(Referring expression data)
#####
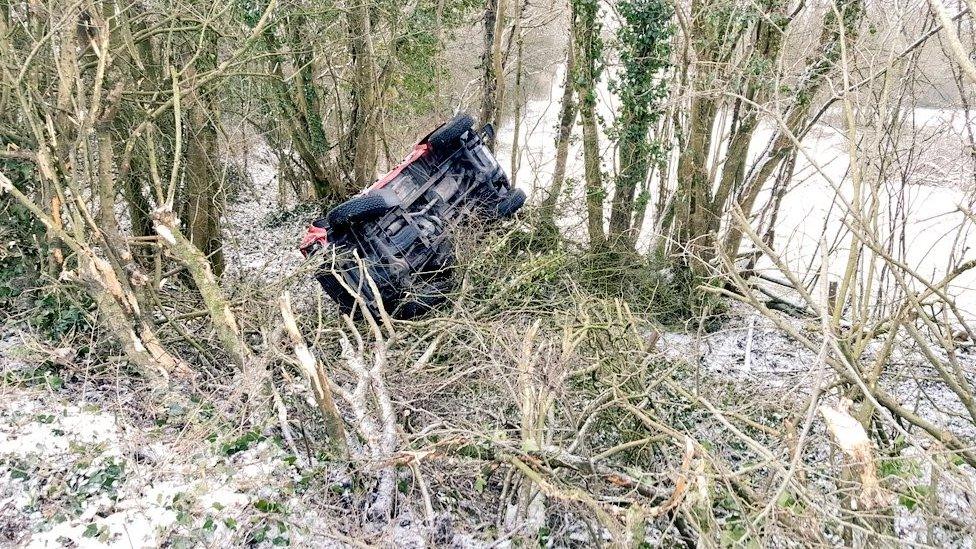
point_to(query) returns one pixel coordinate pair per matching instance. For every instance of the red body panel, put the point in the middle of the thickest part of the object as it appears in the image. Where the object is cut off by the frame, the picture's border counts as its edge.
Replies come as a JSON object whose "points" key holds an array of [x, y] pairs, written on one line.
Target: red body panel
{"points": [[313, 236]]}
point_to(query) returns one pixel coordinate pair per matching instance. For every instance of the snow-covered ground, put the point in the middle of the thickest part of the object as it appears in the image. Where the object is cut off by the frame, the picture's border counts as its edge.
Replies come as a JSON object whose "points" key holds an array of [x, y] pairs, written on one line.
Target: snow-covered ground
{"points": [[936, 236]]}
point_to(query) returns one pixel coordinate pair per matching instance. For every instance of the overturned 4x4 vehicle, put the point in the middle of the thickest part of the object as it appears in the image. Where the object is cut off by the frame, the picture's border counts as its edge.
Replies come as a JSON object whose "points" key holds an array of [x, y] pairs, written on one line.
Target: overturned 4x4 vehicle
{"points": [[399, 229]]}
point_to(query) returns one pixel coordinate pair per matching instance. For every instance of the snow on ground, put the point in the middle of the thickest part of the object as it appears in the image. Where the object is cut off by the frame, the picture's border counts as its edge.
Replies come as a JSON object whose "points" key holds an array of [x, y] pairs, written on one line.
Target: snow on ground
{"points": [[261, 234], [76, 475], [80, 469]]}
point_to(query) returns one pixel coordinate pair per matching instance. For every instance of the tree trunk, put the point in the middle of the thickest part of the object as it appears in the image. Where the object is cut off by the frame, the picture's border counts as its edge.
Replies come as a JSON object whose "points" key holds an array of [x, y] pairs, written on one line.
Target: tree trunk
{"points": [[819, 66], [567, 118], [204, 204], [362, 132], [586, 40]]}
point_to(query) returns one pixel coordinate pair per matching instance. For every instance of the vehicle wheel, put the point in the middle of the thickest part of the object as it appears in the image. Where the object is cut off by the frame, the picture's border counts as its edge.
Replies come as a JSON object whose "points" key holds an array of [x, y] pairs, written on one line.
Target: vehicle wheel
{"points": [[361, 208], [423, 297], [447, 137], [512, 202]]}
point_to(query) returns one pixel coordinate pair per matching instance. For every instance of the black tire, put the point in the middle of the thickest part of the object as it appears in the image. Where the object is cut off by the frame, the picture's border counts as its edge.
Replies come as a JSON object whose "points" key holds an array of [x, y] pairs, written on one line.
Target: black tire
{"points": [[447, 138], [360, 208], [512, 202]]}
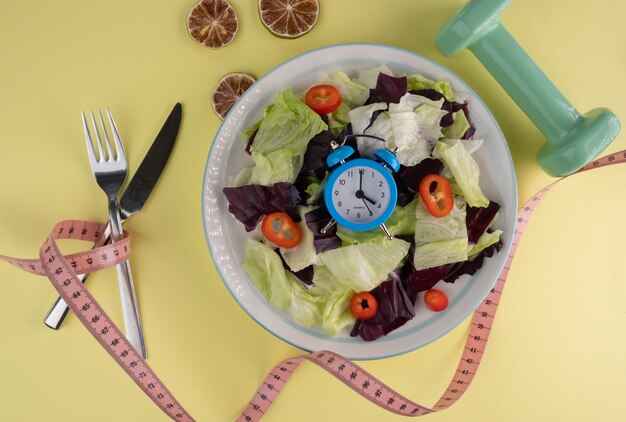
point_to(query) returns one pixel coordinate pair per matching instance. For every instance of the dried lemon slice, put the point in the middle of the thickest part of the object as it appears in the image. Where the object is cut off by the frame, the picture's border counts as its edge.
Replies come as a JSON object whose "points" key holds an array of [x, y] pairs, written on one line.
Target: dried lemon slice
{"points": [[212, 23], [289, 18], [228, 90]]}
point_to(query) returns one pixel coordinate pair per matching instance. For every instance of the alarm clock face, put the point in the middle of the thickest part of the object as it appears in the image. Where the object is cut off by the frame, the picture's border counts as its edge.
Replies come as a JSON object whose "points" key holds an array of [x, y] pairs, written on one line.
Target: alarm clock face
{"points": [[360, 194]]}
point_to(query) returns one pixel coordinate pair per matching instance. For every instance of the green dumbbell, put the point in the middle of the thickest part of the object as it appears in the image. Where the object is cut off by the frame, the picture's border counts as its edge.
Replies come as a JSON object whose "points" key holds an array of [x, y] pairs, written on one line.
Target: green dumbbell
{"points": [[573, 139]]}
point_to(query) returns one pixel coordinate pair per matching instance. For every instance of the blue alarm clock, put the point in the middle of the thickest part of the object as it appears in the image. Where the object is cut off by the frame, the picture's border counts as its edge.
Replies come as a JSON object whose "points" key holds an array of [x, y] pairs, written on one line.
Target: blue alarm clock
{"points": [[361, 193]]}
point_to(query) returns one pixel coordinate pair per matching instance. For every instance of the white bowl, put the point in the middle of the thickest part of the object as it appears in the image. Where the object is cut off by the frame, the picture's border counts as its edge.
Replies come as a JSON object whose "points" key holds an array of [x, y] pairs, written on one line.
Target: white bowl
{"points": [[226, 236]]}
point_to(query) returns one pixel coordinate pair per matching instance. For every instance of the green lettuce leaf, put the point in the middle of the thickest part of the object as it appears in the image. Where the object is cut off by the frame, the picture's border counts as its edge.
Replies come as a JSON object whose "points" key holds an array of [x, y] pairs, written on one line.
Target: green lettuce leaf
{"points": [[417, 82], [464, 169], [336, 313], [265, 269], [459, 126], [484, 241], [283, 135], [363, 267], [440, 240]]}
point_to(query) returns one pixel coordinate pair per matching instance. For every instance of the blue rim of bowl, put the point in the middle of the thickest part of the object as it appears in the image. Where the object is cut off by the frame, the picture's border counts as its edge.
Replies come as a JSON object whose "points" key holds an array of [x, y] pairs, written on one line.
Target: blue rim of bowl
{"points": [[506, 249]]}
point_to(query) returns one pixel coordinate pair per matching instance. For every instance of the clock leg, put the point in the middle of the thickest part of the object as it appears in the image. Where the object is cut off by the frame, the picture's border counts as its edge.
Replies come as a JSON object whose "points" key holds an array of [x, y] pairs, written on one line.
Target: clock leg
{"points": [[328, 226], [386, 231]]}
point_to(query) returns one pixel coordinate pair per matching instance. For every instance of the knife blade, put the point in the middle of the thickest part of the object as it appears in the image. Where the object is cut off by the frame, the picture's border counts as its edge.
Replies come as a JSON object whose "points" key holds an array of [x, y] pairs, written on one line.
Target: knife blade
{"points": [[136, 193]]}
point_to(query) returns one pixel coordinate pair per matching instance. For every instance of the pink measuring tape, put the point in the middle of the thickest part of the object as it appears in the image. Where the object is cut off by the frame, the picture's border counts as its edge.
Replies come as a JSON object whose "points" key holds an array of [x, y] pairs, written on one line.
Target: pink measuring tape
{"points": [[62, 270]]}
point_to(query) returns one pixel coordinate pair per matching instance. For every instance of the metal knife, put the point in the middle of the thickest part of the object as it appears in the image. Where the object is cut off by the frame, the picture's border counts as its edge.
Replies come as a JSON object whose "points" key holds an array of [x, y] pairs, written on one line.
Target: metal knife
{"points": [[135, 195]]}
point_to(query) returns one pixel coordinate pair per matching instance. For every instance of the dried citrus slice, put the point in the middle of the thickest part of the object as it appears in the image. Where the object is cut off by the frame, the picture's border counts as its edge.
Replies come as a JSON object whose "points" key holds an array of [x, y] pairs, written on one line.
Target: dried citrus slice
{"points": [[212, 23], [228, 91], [289, 18]]}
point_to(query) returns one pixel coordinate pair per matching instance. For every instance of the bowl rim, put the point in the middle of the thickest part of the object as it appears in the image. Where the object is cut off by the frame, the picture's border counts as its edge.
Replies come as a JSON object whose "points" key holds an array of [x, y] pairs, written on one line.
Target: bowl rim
{"points": [[506, 247]]}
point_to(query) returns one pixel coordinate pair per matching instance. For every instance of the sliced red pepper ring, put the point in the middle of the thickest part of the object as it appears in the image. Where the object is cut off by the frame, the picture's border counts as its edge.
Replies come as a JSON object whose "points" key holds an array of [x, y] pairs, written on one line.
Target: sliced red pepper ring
{"points": [[323, 99], [435, 300], [363, 305], [279, 228], [436, 193]]}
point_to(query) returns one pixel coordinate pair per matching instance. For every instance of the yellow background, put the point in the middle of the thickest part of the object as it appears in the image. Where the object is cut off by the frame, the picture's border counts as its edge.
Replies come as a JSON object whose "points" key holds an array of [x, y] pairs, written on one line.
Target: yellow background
{"points": [[556, 352]]}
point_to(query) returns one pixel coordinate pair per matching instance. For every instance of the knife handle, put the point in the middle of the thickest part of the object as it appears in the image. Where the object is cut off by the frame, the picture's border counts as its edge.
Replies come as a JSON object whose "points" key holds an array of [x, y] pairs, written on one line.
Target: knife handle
{"points": [[56, 315]]}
#####
- YOUR GOAL
Omit every picture, and please return the entries exactly from the first line through the line with "of the snow-covered", both included.

- TASK ANSWER
point_to(query) returns one pixel coordinate pair per matching instance. For every instance of the red body panel, put the point in the middle of the thickest part of the object as it appears in the image. Where the object is cut off by the frame, the picture's border counts as its edge.
Replies come as a JSON object whose "points" key holds an array of [x, y] pairs, written on one line.
Target: red body panel
{"points": [[313, 236]]}
point_to(query) returns one pixel coordinate pair per matching instance. For every instance of the snow-covered ground, put the point in the middle of the thickest part of the object as it appears in the image. Where the object is cut off by the frame, the picture's border counts as its edge.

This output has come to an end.